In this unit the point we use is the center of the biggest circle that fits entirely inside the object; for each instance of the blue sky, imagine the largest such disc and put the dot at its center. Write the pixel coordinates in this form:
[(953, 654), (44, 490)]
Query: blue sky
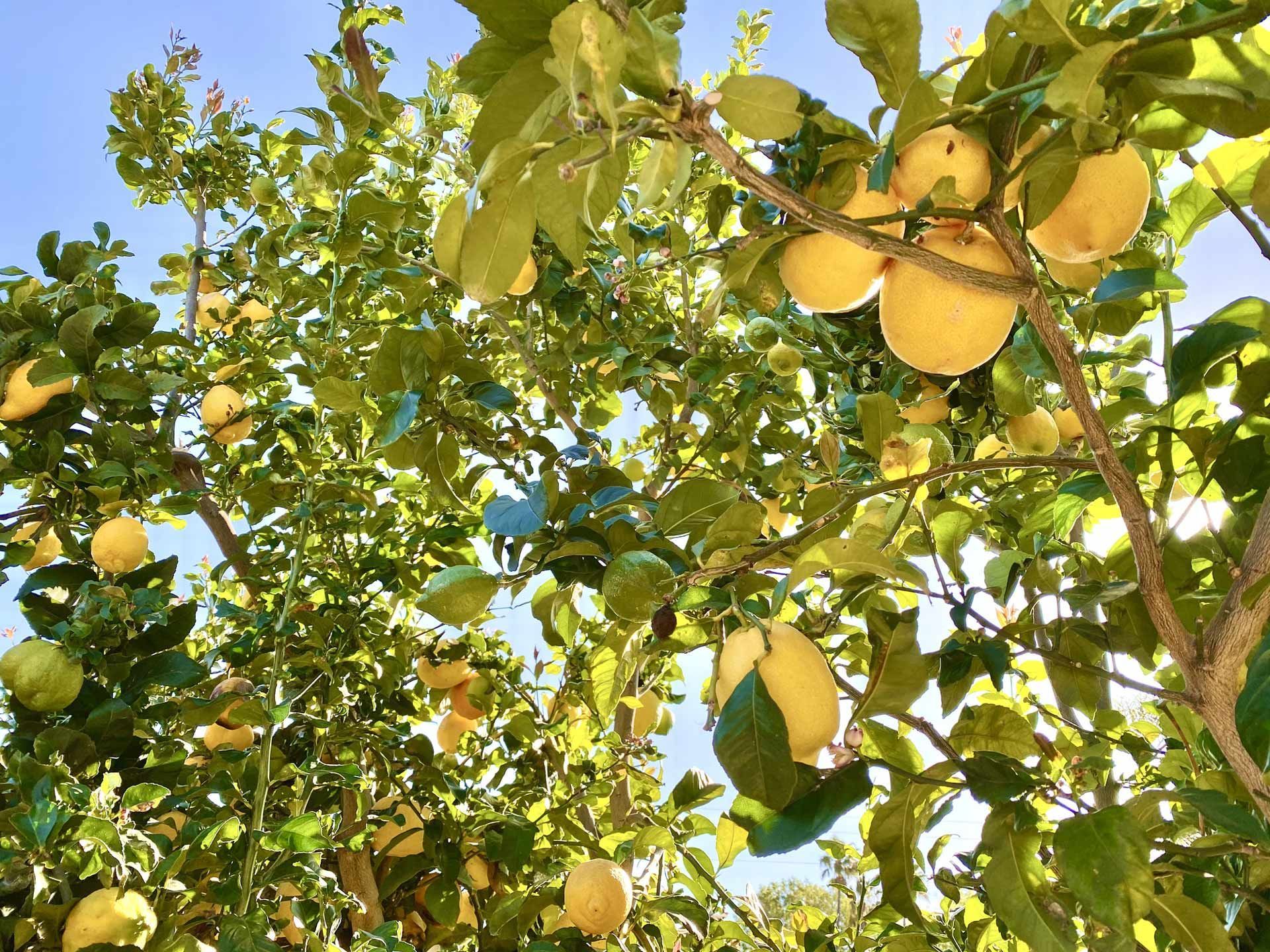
[(54, 175)]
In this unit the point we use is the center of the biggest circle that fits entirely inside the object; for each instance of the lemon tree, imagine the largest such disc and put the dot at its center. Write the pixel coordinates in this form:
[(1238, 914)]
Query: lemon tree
[(525, 407)]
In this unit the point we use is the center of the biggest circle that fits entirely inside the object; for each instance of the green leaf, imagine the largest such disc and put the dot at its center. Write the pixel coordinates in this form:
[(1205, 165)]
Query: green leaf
[(1191, 924), (813, 814), (1013, 390), (887, 38), (1016, 885), (760, 107), (879, 418), (1194, 354), (1253, 706), (898, 672), (498, 238), (752, 744), (1105, 858), (1130, 282), (994, 728)]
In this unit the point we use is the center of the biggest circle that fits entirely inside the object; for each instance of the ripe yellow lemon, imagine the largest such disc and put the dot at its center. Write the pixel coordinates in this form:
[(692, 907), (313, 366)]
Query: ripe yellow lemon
[(526, 280), (829, 274), (232, 686), (1068, 424), (112, 917), (1103, 210), (214, 313), (404, 838), (937, 325), (796, 678), (991, 447), (48, 549), (444, 674), (933, 407), (1082, 276), (120, 545), (1033, 434), (1010, 197), (597, 896), (452, 727), (937, 154), (41, 676), (238, 738), (222, 405), (648, 713), (22, 400)]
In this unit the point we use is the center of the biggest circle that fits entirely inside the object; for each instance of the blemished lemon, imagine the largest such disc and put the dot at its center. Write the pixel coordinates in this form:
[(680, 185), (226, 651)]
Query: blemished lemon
[(597, 896), (110, 917), (120, 545), (48, 547), (238, 738), (937, 154), (452, 727), (526, 280), (22, 400), (1033, 434), (222, 405), (1068, 424), (828, 273), (444, 674), (941, 327), (41, 674), (796, 678), (1101, 211), (404, 838)]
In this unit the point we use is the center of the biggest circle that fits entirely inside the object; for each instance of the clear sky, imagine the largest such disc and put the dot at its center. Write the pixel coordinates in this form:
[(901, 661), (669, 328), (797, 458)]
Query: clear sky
[(65, 55)]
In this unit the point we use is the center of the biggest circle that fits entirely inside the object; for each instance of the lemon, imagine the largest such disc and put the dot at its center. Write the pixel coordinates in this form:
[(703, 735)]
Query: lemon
[(48, 549), (404, 838), (1033, 434), (785, 361), (796, 678), (937, 154), (991, 447), (1101, 211), (933, 407), (526, 280), (597, 896), (452, 727), (1068, 424), (762, 334), (829, 274), (111, 917), (222, 405), (238, 738), (459, 594), (634, 584), (648, 713), (232, 686), (444, 674), (22, 400), (937, 325), (41, 676), (120, 545)]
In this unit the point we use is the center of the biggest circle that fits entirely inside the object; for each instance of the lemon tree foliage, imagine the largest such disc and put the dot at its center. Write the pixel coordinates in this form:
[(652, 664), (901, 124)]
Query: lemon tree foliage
[(883, 370)]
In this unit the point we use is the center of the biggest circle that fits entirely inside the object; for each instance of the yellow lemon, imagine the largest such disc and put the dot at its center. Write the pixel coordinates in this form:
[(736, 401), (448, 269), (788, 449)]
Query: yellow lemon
[(597, 896), (796, 678), (110, 917), (937, 325), (120, 545), (1101, 211), (829, 274), (22, 400), (222, 405)]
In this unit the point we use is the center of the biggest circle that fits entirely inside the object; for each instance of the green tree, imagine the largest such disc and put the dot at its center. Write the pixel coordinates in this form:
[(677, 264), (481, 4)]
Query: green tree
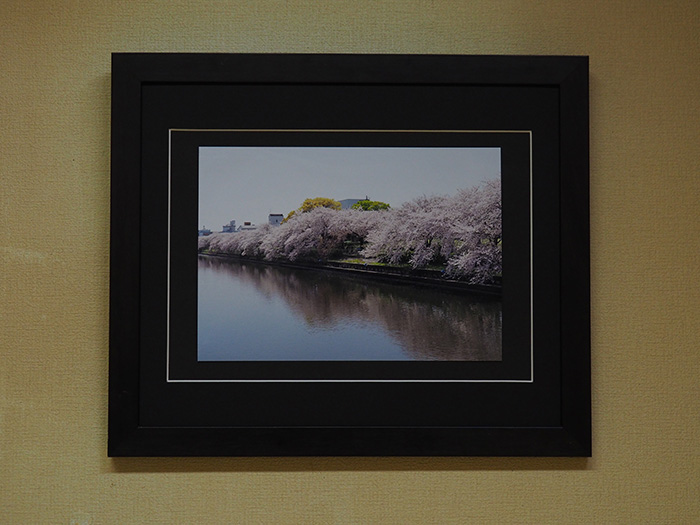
[(319, 202), (310, 204), (368, 205)]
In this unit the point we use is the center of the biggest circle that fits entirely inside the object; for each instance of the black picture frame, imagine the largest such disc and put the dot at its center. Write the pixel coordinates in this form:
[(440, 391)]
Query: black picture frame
[(535, 403)]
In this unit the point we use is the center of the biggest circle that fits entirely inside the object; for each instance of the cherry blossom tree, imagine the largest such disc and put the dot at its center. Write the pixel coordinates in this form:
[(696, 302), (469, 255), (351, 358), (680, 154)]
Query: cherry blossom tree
[(460, 233)]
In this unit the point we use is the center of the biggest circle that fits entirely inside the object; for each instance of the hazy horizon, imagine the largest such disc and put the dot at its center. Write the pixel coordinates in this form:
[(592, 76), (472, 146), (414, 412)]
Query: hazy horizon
[(248, 183)]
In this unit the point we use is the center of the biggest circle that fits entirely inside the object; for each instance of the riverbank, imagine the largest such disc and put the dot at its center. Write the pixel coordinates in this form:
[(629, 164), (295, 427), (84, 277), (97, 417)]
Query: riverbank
[(385, 273)]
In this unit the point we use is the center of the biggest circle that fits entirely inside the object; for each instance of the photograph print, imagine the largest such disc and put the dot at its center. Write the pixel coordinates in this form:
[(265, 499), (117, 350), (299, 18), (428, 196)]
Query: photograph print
[(349, 254)]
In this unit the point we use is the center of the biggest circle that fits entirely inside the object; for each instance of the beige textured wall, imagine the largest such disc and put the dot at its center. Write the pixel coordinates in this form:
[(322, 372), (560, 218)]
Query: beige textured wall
[(54, 235)]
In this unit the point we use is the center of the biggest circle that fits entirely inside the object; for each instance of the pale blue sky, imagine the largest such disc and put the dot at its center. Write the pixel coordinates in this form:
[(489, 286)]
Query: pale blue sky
[(248, 183)]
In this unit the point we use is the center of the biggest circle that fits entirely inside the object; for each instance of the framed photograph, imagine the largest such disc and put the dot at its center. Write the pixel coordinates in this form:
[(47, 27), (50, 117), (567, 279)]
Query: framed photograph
[(349, 255)]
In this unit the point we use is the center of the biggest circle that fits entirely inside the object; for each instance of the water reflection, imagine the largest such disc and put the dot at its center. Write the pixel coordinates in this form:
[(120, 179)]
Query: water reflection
[(424, 323)]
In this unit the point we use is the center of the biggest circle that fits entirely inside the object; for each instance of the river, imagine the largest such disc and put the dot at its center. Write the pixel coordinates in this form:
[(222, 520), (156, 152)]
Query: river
[(251, 311)]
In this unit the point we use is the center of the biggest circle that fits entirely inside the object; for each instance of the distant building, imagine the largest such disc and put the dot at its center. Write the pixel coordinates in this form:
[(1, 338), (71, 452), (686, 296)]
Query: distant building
[(348, 203), (247, 225)]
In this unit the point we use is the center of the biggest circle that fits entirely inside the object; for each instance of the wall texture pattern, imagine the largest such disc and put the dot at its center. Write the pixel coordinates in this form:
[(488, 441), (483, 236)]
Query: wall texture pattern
[(54, 268)]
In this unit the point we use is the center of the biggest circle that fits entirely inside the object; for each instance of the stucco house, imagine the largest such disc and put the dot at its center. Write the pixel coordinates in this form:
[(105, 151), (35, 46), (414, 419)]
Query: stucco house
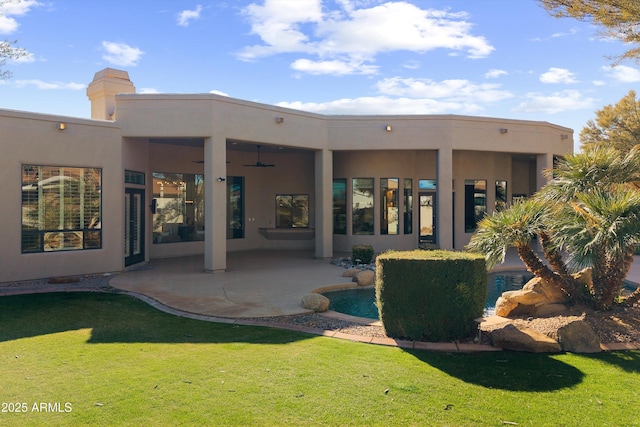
[(168, 175)]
================================
Goal of the exercise:
The response should be the listing above, limited to the lines between the one holding "[(592, 76), (472, 146), (414, 412)]" and the one holding "the riverbank, imagine", inclusive, reproduced exactly.

Exercise output:
[(592, 76), (472, 146), (414, 412)]
Query: hazy horizon
[(248, 183)]
In this unit the point we use is the center of the biggest circle that fits entirely inside the object; for each instance of the riverbank, imagine the largest such disc and put the dot at its center. Write the pixel coordinates in this form:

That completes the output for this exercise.